** Data for this exercise **
=====

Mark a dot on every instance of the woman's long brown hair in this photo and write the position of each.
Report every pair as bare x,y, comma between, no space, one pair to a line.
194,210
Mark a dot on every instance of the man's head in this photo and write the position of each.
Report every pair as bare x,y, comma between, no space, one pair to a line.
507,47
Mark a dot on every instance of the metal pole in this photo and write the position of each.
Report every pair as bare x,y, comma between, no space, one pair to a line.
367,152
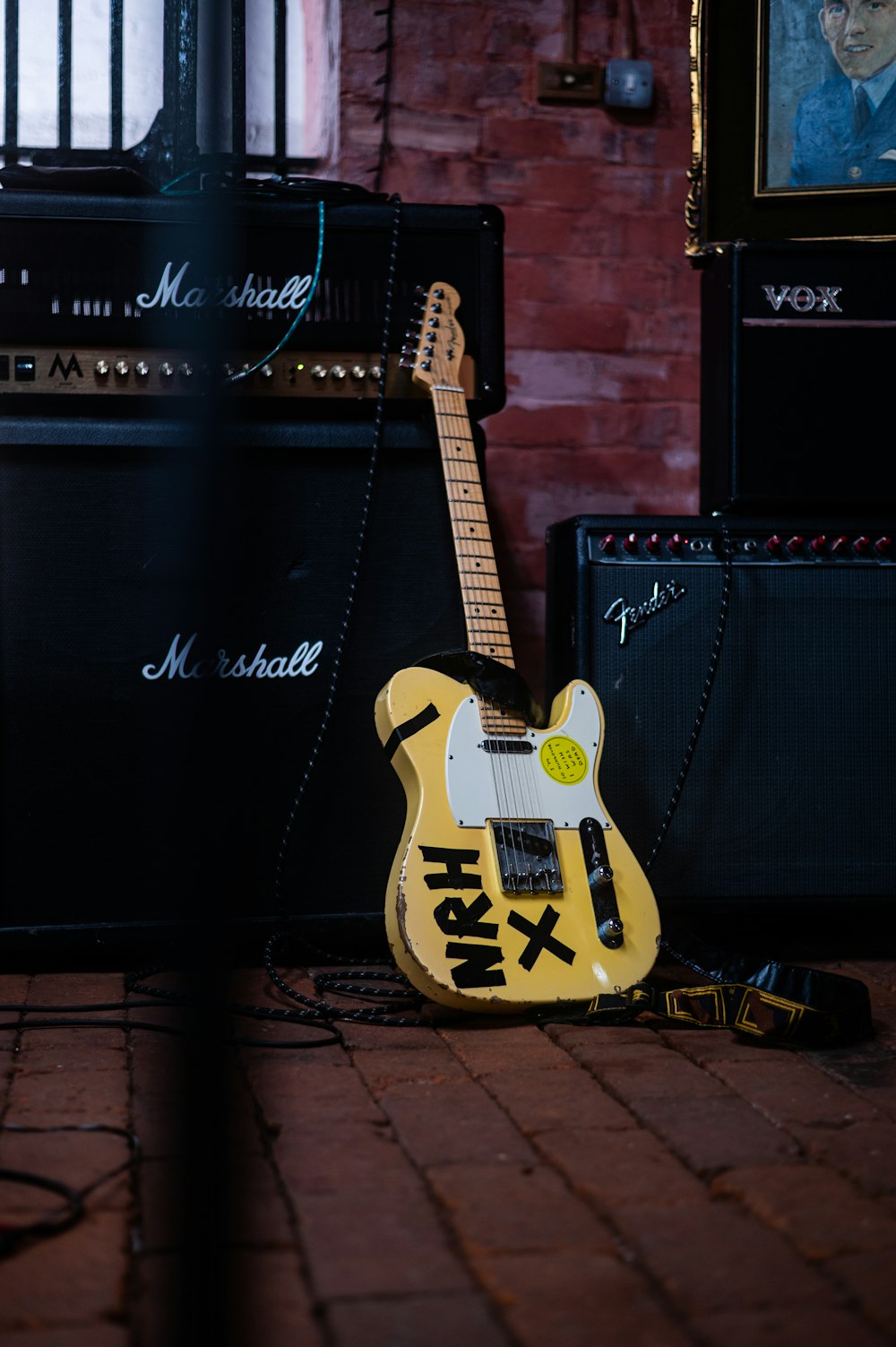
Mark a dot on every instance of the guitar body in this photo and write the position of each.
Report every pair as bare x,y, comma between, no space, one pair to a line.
511,886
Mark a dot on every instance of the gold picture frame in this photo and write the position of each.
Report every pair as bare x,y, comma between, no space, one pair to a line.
773,157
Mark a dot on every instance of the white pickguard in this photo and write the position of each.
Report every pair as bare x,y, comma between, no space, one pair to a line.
516,786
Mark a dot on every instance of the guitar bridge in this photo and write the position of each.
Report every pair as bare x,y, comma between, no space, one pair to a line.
527,856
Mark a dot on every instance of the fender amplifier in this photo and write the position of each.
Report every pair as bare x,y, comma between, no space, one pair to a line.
788,805
179,628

=====

** Aim of the task **
Put the records into a two-column CSV with the headers text and answer, one row per record, with each value in its own quoted field and line breaks turned into spaces. Begin at the line that has "Mark a dot on every instance of the man's" and go through the end of the records, leaving out the pictures.

** Full answer **
text,answer
"Mark a dot on every instance of the man's head in this photo and write the position of each. Report every pair as bare x,y, comma between, no space, one pair to a line.","507,47"
"Mark a dot on every instance of the metal pole in this photo and write the position of each. Report every pair as bare x,y, comma between, no space, one pair to a line.","367,152"
"Mark a dot on every instance of the guitar body in this photo and write the position of each. Report every pair as bare x,y, comma between, no space, one pair to a line.","511,886"
"Mark a dot on every instance of the gold picture frame in this photo and write the position of each. Report every pair as bare x,y, comma between, no space, one pair to a line.","773,157"
"Mark a dot on every instance of the white pickguard in this photo and write the position of each. Report every pair as bare x,y, comma between, no space, one pair to a line.","516,786"
"Mark a dot on every instance of the guitar bridge in this photo and write the position of each. Report every pair as bare x,y, comma between, no space, one pair to a line.","527,856"
"Mark a dot on every instance of the fender amplifier in this photo and write the position of each. Report every pair as bare x,y, comma between, no space, one pair to a line.","788,805 179,628"